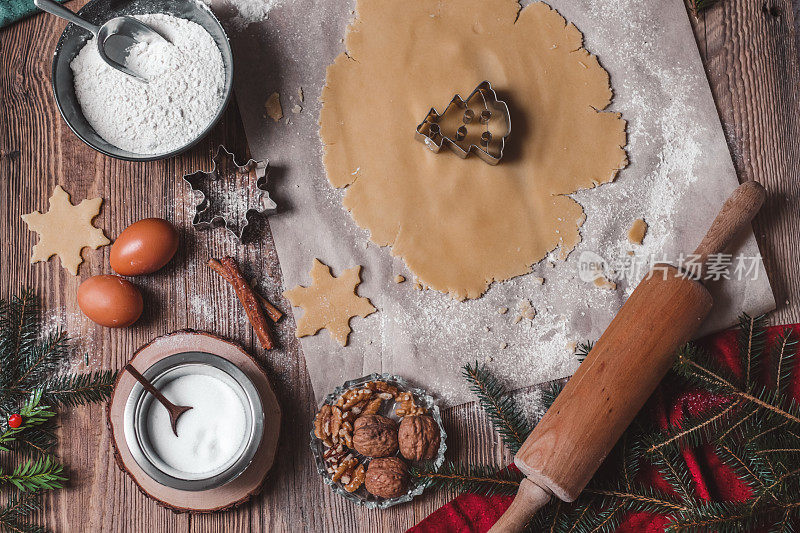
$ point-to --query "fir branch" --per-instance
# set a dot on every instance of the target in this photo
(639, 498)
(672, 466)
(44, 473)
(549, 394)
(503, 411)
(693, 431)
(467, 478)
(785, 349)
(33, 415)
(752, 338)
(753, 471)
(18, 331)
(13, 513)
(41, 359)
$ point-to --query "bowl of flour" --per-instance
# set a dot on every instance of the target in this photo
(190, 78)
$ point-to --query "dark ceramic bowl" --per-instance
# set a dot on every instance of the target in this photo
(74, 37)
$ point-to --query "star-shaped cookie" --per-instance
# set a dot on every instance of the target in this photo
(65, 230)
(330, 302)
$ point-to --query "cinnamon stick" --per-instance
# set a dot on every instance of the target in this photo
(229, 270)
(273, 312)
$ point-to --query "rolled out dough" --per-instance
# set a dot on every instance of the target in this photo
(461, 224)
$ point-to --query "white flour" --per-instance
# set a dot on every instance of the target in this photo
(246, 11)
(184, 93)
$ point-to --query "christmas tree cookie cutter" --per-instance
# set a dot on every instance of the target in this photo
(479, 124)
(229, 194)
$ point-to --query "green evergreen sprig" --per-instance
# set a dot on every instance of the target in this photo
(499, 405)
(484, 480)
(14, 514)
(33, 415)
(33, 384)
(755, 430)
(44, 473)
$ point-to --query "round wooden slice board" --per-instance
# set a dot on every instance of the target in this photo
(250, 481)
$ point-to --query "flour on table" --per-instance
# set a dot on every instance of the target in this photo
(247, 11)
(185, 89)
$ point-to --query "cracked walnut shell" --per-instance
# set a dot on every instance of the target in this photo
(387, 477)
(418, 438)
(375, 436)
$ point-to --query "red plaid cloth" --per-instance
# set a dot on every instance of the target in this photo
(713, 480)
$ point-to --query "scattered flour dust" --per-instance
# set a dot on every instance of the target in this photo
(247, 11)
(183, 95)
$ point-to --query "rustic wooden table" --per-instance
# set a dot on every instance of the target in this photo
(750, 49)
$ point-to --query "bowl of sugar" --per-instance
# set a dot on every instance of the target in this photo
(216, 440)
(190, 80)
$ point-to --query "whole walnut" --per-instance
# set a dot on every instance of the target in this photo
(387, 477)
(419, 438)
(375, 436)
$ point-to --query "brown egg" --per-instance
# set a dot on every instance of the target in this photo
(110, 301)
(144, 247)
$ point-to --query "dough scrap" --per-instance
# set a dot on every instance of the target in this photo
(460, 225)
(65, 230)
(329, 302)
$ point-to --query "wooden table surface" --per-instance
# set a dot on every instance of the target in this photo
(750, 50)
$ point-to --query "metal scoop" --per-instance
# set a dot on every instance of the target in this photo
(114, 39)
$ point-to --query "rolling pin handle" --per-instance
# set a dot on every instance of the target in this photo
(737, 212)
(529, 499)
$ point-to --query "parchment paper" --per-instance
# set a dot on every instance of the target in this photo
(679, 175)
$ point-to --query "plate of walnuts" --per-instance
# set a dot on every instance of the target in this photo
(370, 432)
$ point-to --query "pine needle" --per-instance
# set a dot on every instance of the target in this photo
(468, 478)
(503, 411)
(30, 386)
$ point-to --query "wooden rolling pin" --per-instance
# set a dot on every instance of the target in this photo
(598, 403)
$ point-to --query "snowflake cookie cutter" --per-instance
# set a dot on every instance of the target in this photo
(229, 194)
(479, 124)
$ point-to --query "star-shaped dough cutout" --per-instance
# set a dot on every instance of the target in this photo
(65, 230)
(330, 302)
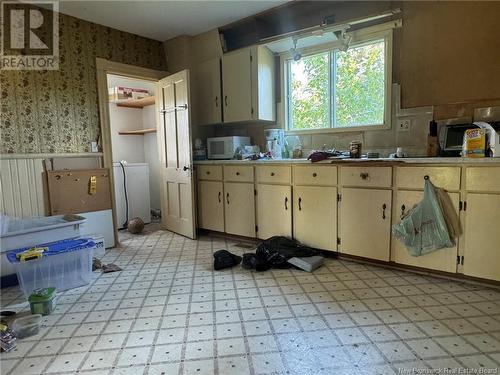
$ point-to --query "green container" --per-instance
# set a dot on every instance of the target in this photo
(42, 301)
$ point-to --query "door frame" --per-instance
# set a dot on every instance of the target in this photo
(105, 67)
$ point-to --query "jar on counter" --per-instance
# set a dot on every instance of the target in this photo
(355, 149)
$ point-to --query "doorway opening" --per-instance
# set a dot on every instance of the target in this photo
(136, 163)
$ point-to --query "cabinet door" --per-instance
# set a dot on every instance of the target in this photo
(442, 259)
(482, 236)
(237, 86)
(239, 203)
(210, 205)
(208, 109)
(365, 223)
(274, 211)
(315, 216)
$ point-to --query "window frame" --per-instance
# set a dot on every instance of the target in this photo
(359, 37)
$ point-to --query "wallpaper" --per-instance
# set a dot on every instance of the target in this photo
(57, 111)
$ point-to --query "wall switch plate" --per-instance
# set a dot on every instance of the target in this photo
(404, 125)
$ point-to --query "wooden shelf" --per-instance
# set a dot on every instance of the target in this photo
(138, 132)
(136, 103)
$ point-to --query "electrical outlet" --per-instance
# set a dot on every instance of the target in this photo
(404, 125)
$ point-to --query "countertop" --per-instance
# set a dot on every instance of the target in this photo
++++++++
- **WHAT IS ASKED**
Retype all entries exactly as they appear, dropping the images.

- **SOLVED EXERCISE**
$ point-to --query "fir branch" --per-instance
# set a dot on every instance of the target in this photo
(639, 498)
(672, 466)
(44, 473)
(549, 394)
(503, 411)
(693, 431)
(467, 478)
(785, 349)
(33, 415)
(752, 338)
(753, 471)
(18, 331)
(13, 513)
(41, 359)
$ point-to --query "bowl of flour" --per-instance
# set a dot on every instance of the target in this photo
(190, 78)
$ point-to --query "dark ceramic bowl" --per-instance
# set a dot on every instance of the target in this photo
(74, 37)
$ point-to --query "star-shaped cookie" --per-instance
# set a dot on every instance of the target in this photo
(65, 230)
(330, 302)
$ point-to --query "cinnamon stick" --per-instance
# set a dot on every instance of the target in this photo
(229, 270)
(273, 312)
$ point-to --query "rolled out dough" --per-instance
# set a dot on every instance of the target in this photo
(461, 224)
$ point-to --query "white flour" --per-instance
# set a dot on every instance of the target in this photo
(246, 11)
(184, 93)
$ point-to --query "christmas tree cookie cutter" --per-instance
# set a dot on every instance of the target in this photo
(479, 124)
(229, 194)
$ point-to --query "green evergreen sprig" --per-instance
# set a dot on every instance of the target in this photo
(499, 405)
(484, 480)
(14, 514)
(33, 415)
(33, 384)
(755, 430)
(44, 473)
$ point-to --query "round wooden slice board" --per-instance
# set a dot on every instance of the target in this photo
(250, 481)
$ point-to --query "flour on table" --per-instance
# set a dot on every instance of the target in this photo
(247, 11)
(185, 89)
$ point-to --query "cracked walnut shell" --per-instance
# set a dot on every instance of the target in this photo
(387, 477)
(418, 438)
(375, 436)
$ point-to --query "red plaid cloth" --per-instance
# set a dot on every instance of the target in this photo
(713, 480)
$ point-to --query "scattered flour dust" --per-instance
# set a dot on every instance of the target in this photo
(247, 11)
(183, 95)
$ point-to --query "rustic wooden table" --per-instance
# set a dot on every instance of the target in this photo
(750, 49)
$ point-to --query "bowl of sugar" --per-instance
# set a dot on every instance of the target in this photo
(216, 440)
(190, 80)
$ point-to --query "whole walnut" --per-instance
# set a dot on every instance of the target in this photo
(387, 477)
(419, 438)
(375, 436)
$ point-to --query "brown egg" --per-instance
# set a dot on every instance of the target in this photo
(110, 301)
(144, 247)
$ point-to --query "dough scrap" --per-instance
# set a dot on every instance of the target in this photo
(460, 225)
(65, 230)
(329, 302)
$ point-to --query "wooden table surface" --per-instance
# set a dot on every instance of the target in this photo
(750, 50)
$ point-to --query "metal scoop" --per-instance
# set a dot on every instance of the target in this photo
(114, 39)
$ point-to --query "rolling pin handle" --per-instance
# set a dot on every instance of the target in this photo
(737, 212)
(529, 499)
$ point-to --query "parchment paper" --per-instance
# set a dot on every instance of the target in this photo
(679, 175)
$ point-to --query "plate of walnuts" --per-instance
# set a dot on every instance of the target in this photo
(370, 432)
$ point-to --query "pine needle" --per-instance
# set a dot on every instance of the target in this photo
(468, 478)
(503, 411)
(30, 386)
$ point-to --query "wooden rolling pin" --per-instance
# set a dot on every instance of the target in this photo
(598, 403)
$ point-to --query "snowflake cookie cutter" --per-instance
# set a dot on every instance of the target in this photo
(229, 194)
(479, 124)
$ point-to --query "star-shaped dough cutout" --per-instance
# set a dot on every instance of the target in this photo
(65, 230)
(330, 302)
$ point-to --query "green container" --per-instance
# set a dot on every instance of the target in this photo
(42, 301)
$ point-to --query "door frame" --per-instance
# set a dot on every instance of the target in this photo
(105, 67)
$ point-to --query "jar on counter" --per-instance
# set a dot on every instance of the target in this photo
(355, 149)
$ point-to --query "doorway opening" --per-instance
# set a dot on every instance of the target in this photo
(136, 163)
$ point-to --query "cabinet door" --per-instance
# set a dot on every instance of the target in this photo
(442, 259)
(482, 236)
(237, 86)
(239, 203)
(210, 205)
(208, 109)
(365, 223)
(274, 211)
(315, 216)
$ point-to --query "window frame" --per-instance
# set a dot on every instance of the target in this photo
(359, 37)
$ point-to --query "wallpaper" --per-instance
# set a dot on every instance of the target in this photo
(57, 111)
$ point-to --query "wall switch plate" --per-instance
# set a dot on every instance of the target in this photo
(404, 125)
$ point-to --query "wooden shelf" --per-instance
# set a dot on every instance of the target in this photo
(138, 132)
(136, 103)
$ point-to --query "electrical outlet" --per-instance
# set a dot on every instance of the target in this photo
(404, 125)
$ point-to --query "countertop" --per-instance
# set a dot on every instance of the target in this photo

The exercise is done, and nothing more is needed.